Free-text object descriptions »
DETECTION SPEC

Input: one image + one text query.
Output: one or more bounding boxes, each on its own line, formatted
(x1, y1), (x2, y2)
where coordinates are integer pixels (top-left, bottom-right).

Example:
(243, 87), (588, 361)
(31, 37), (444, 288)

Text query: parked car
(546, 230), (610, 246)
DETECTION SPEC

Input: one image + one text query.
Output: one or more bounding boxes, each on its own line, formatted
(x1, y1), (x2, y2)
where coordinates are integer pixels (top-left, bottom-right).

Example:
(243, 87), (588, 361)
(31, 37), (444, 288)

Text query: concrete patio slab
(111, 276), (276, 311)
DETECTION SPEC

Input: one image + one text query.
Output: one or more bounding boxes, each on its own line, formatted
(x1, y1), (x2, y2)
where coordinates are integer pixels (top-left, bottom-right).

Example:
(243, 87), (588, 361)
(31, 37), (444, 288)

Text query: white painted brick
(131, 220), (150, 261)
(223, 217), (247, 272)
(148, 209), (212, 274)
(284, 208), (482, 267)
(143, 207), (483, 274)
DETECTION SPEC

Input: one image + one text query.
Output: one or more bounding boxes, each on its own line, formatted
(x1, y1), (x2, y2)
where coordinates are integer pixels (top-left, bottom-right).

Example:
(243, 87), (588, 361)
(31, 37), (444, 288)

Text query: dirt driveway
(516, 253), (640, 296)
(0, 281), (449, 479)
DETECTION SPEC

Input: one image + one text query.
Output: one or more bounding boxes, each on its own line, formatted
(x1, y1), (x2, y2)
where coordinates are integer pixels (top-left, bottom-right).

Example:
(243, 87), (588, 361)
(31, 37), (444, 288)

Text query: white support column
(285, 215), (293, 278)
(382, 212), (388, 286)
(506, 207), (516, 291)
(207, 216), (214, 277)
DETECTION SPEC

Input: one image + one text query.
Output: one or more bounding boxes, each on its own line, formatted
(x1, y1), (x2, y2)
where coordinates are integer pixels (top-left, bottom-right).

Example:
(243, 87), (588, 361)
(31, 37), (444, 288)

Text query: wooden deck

Exercise brief » Copy out the entries in full, exactly as they appear.

Solution below »
DETECTION SPEC

Input: one image + one text query.
Output: one or more bounding boxes, each on its own line, formatted
(x1, y1), (x2, y2)
where coordinates are integer pixels (top-left, bottom-right).

Example:
(243, 87), (588, 361)
(31, 37), (444, 288)

Text query: parked car
(546, 230), (610, 246)
DETECTION SPEC

Input: one image + one text query.
Output: one or more bounding boxes, each on its own line, formatted
(x1, y1), (x2, y2)
where coordinates are integer pixels (top-left, bottom-right).

Example:
(243, 87), (588, 361)
(31, 37), (444, 288)

Text query: concrete patio slab
(111, 276), (276, 311)
DETECTION SPEC

Input: one image + one text query.
Output: one or more bounding boxes, each on its own line, formatted
(x1, y1), (x2, y2)
where coordinates are integer pixels (top-left, bottom-right).

Example:
(243, 87), (588, 361)
(31, 37), (444, 288)

Text query: white painted brick
(131, 220), (150, 261)
(223, 217), (247, 272)
(148, 209), (212, 274)
(284, 208), (482, 267)
(143, 207), (483, 274)
DETECTION SPEC

Input: one image + one text query.
Output: one or more bounding boxes, each on its own line, formatted
(x1, y1), (x2, y2)
where coordinates are integer pixels (top-left, bottom-right).

Example:
(243, 87), (588, 361)
(31, 37), (444, 288)

Text query: dirt driveway
(516, 253), (640, 296)
(0, 281), (449, 479)
DETECTION SPEC

Input: one image + one text query.
Output: one or more bounding boxes, each on its own line, formatted
(x1, y1), (x2, y2)
where coordinates are integer pixels (top-left, bottom-right).

Example:
(243, 87), (588, 361)
(31, 37), (444, 288)

Text query: white support column
(285, 215), (293, 278)
(382, 212), (388, 286)
(506, 207), (516, 291)
(207, 216), (214, 277)
DETECTION SPEC

Input: one image + one text query.
Output: one or more bounding boxes, each on its own line, formatted
(x1, y1), (x2, y2)
where coordinates are integer pixels (top-left, bottom-right).

Example:
(243, 87), (588, 361)
(31, 37), (444, 288)

Text query: wooden deck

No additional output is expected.